OBJECTIVE 1:
Please output the listing unchanged, from its first line through the line that contains "[[286, 94]]", including both of those lines.
* START TEXT *
Dai et al. do not explicitly disclose classifying descriptor to nearest class. However, in the related field of endeavor Szarvas et al. disclose: In at least one embodiment, a hinge loss function may be used for at least part of the objective function (Column 19 lines 58-60). The idea, using a loss function, is clearly disclosed by Szarvas et al.
Therefore, it would have been obvious to a person of ordinary skill in the art, at the time the invention was filed, to modify the teaching of Dai et al. with the teaching of Szarvas et al. in order to use methods and apparatus for providing interpretable content-based recommendations with respect to a variety of content sources (such as books) using low-dimension descriptors (Szarvas et al.: Column 2 lines 49-52).

Claim 2. The event detection method of Claim 1, the combination of Dai et al. and Szarvas et al. teaches,
wherein the low dimensional descriptors are encouraged to belong to any one of a plurality of class clusters (Szarvas et al.: read as a clustering algorithm or an algorithm such as K-nearest neighbors may be used on the descriptors (Column 20 lines 1-2)), but discouraged from being between the plurality of class clusters in the code space.

Claim 3. The event detection method of Claim 1, the combination of Dai et al. and Szarvas et al. teaches,
wherein the plurality of class clusters are mapped to corresponding event classes (Szarvas et al.: read as a clustering algorithm or an algorithm such as K-nearest neighbors may be used on the descriptors (Column 20 lines 1-2)).

Claim 4. The event detection method of Claim 2, the combination of Dai et al. and Szarvas et al. teaches,
wherein the event classes include a cycle class (Dai et al.: read as the trained model (English Translation). Models are usually trained through cycles.) and a not cycle class.

Claim 5. The event detection method of Claim 2, the combination of Dai et al. and Szarvas et al. teaches,
wherein the event classes include a plurality of action cycle classes (Dai et al.: read as the trained model (English Translation)).
* END TEXT *
OBJECTIVE 2:
Answer these questions from the claims text:
(a) Which column and lines of Szarvas et al. are cited for the use of a hinge loss function?
(b) According to Claim 4, which two classes do the event classes include?
(c) Which algorithm is named alongside a clustering algorithm as one that may be used on the descriptors?
* START DATA FOR PROCESSING *
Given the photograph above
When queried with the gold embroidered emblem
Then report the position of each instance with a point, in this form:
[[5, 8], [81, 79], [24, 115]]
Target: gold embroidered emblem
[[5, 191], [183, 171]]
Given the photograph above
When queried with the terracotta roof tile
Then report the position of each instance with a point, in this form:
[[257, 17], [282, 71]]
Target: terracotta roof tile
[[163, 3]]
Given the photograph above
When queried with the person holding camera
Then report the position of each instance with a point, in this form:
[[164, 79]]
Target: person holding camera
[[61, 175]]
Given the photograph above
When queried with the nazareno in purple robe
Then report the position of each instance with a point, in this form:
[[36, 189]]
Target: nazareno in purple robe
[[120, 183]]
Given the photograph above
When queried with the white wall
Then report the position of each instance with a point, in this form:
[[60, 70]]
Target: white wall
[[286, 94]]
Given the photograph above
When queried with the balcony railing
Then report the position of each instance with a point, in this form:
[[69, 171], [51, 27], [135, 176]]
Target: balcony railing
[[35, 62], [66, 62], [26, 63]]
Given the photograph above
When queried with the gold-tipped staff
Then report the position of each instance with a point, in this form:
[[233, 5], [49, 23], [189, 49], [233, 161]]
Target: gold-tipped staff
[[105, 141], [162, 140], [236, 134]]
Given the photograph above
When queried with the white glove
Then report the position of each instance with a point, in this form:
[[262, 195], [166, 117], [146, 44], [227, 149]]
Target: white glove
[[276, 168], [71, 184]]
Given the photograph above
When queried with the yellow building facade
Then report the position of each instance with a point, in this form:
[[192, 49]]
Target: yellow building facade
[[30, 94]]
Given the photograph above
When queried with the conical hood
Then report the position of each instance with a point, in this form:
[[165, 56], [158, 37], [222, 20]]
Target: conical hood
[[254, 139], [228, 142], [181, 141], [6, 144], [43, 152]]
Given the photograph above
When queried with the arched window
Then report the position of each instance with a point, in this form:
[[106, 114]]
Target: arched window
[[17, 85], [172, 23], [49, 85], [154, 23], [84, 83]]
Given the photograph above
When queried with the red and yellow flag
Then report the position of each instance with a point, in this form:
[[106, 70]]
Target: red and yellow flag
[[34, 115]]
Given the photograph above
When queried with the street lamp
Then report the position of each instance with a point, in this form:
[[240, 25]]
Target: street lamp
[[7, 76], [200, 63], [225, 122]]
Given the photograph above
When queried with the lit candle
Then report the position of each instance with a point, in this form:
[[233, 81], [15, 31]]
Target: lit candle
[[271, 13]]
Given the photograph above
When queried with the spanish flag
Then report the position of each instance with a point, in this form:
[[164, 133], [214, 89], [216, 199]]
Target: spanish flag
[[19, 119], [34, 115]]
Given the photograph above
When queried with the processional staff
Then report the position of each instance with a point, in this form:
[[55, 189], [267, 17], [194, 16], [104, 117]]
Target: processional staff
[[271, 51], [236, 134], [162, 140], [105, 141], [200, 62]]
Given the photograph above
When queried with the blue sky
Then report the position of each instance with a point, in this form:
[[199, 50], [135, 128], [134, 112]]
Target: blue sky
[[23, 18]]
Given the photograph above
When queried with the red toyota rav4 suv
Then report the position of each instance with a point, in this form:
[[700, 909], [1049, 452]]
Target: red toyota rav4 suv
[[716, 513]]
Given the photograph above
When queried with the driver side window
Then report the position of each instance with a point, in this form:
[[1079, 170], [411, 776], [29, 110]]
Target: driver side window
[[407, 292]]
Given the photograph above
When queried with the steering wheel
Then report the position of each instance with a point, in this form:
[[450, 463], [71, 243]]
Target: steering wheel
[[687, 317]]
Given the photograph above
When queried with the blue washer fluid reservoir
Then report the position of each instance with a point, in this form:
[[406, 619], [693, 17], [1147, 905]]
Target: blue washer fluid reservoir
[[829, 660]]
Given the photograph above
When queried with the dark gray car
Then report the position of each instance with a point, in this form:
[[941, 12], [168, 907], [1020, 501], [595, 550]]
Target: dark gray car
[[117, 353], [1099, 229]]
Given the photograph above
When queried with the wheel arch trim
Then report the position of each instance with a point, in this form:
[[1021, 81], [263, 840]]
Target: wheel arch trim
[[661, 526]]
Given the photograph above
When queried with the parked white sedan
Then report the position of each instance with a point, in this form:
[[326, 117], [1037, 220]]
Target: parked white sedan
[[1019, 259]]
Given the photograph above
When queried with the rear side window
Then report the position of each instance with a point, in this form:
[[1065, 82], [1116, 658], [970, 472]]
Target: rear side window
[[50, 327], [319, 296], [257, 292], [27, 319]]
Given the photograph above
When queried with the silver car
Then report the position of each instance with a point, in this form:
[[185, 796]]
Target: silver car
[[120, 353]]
* END DATA FOR PROCESSING *
CORRECT OUTPUT 1:
Given the photograph above
When queried with the gold embroidered emblem
Then report the position of each instance with a point, in this form:
[[5, 8], [81, 79], [24, 115]]
Target: gold embroidered emblem
[[5, 191], [183, 171]]
Given the photograph above
When queried with the terracotta roof tile
Then report the position of each instance with a point, in this form:
[[257, 17], [282, 71]]
Target: terracotta roof tile
[[163, 3]]
Given the photograph above
When queried with the person holding camera
Then report the position of each instance with a point, in this form:
[[164, 79]]
Target: person holding camera
[[61, 175]]
Given the photograph above
When queried with the nazareno in purple robe
Then report the position of each instance with a point, in this form:
[[36, 189]]
Target: nazareno in purple robe
[[120, 183]]
Given the photograph above
When queried with the white wall
Then report the position of each instance with a point, in this form:
[[60, 70]]
Target: white wall
[[286, 94]]

CORRECT OUTPUT 2:
(a) Column 19, lines 58-60.
(b) A cycle class and a not cycle class.
(c) K-nearest neighbors.